Work order
What lines in the records below mention "Target"? List them all.

----- Record extracts

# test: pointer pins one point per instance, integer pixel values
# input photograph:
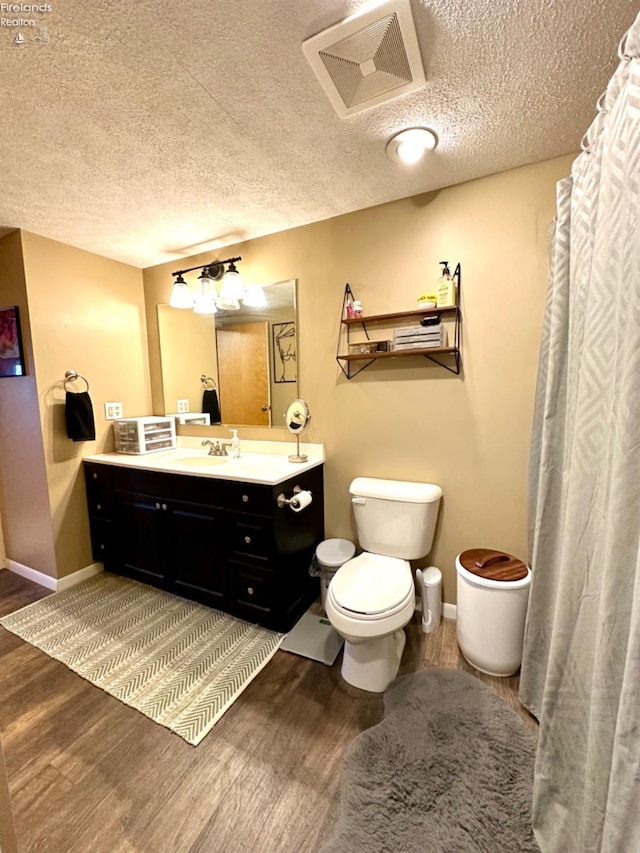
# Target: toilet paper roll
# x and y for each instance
(300, 501)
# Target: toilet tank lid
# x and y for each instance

----------

Your solution
# Target: toilet paper roll
# Target: toilet tank lid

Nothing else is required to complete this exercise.